▶ **Source document**
----------------------------------------
That concern is not unfounded, but Stokes recommends a portfolio review. Make sure your assets are allocated correctly, check that you have good investments and revisit your financial goals, he said.

Now could be the time to buy shares at a low price, but you may have to make the tough decision to sell some — but not all — of your stocks, Stokes said.

A year and a day after the Dow Jones industrials hit a record of 14,164.53, the market closed out its worst week ever. Friday was another day of up-and-down trading, with stocks down about 700 points at one point before a rebound that ended the day at a loss of 128 points.

Stocks have fallen 2,399 points in the past eight days to settle at 8,451.49.

The resulting dips in investors’ accounts are not easy to go through, said Thomas Green, a certified financial planner and owner of Green Financial Group in Streator. Nonetheless, the stock market is the best place to stash your money, he said.

“You have to look at the big picture,” Green said.

Eric Raufer, financial adviser for Edward Jones in Bloomington, is busy calming investors’ nerves.

“They’re chewing their fingernails down, and their knees are shaking,” Raufer said. “History has shown us when you get these kinds of dips, it’s not the time to sell. It’s the time to buy.”
----------------------------------------
▶ **Provided material**
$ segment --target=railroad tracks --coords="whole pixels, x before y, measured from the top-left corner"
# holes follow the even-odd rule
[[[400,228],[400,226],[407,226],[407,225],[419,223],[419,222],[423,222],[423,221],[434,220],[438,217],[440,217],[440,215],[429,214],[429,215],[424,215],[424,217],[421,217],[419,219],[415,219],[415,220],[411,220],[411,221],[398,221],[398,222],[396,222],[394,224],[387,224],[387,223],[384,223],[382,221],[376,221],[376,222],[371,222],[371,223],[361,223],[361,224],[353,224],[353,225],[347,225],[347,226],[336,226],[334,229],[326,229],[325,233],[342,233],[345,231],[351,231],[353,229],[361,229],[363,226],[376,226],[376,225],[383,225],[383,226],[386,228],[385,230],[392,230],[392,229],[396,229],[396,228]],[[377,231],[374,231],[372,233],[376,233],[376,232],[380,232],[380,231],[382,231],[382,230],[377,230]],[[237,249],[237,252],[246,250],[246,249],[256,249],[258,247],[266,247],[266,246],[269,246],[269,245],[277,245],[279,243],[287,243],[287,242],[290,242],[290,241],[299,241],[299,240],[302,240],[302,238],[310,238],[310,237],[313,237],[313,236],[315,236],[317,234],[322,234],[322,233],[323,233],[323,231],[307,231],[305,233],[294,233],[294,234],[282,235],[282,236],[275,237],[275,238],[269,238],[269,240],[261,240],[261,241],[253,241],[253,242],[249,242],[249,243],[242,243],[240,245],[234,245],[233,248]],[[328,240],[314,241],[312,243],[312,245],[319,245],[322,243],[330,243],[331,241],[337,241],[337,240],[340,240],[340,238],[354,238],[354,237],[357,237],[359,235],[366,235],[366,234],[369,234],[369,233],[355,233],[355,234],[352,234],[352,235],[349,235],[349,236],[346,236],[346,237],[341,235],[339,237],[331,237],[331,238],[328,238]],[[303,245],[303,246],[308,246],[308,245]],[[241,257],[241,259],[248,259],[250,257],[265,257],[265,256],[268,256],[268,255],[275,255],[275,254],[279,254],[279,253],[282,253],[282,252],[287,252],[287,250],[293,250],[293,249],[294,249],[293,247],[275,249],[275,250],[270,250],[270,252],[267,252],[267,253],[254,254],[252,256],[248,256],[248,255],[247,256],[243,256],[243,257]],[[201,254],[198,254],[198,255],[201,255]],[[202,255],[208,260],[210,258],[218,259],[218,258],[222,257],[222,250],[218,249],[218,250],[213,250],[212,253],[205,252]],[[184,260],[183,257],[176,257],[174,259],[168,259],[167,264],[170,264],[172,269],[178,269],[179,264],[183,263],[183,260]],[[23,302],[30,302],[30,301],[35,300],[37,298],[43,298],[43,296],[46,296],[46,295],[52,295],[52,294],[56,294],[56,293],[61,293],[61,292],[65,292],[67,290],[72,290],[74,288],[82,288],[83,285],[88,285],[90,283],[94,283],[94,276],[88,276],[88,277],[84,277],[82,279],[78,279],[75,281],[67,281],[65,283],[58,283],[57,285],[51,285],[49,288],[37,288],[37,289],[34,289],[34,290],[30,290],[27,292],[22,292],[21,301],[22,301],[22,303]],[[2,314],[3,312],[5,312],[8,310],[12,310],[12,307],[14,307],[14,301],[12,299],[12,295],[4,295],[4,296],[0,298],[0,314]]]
----------------------------------------
▶ **Things to do**
(a) Name every person who is quoted or cited in the stock market article.
(b) Duplicate the passage of the stock market article from "That concern is" up to and including "goals, he said.".
(c) Carry the stock market article forward, beginning right after its final sentence.
The listing plays no part in the work that follows the stock market article.

▶ **Solved problems**
(a) Stokes; Thomas Green; Eric Raufer

(b)
That concern is not unfounded, but Stokes recommends a portfolio review. Make sure your assets are allocated correctly, check that you have good investments and revisit your financial goals, he said.

(c)
A low stock market presents great buying opportunities, but it also presents challenges.

Someone who has retired or is close to retirement should already have moved money from stocks to safer investments like money market savings accounts or certificates of deposits, Green said. People who haven’t planned that way might consider working an extra six months or a year, he said.

As alternatives to withdrawing funds, trim your expenses as much as possible, or explore the opportunity for a home-equity loan, he said.

The worst thing retirees can do is sell all their stocks, but it’s OK to move a year or two’s worth of income to safer accounts, Stokes said.

Young people may want to sit on the sidelines and watch while the market tumbles, planning their grand entrances when the stock market is posed to recover. But financial planners know it’s hard to time the market that well.

“If they have excess money, it’s a great time to be a beginning investor. You have a huge opportunity in front of you,” Green said. “While it may be a shaky ride in the short-term, in the long-term it’ll pay huge dividends.”

Anyone can jump into the stock market now, regardless of age, as long as he wants to invest for at least four years, Raufer said. If you’re not in the market, slowly put money in over the course of three to six months instead of investing the whole sum in one day, Raufer said.

Think of an amount you’re willing to invest, then buy into the market with about half of that money, Stokes said.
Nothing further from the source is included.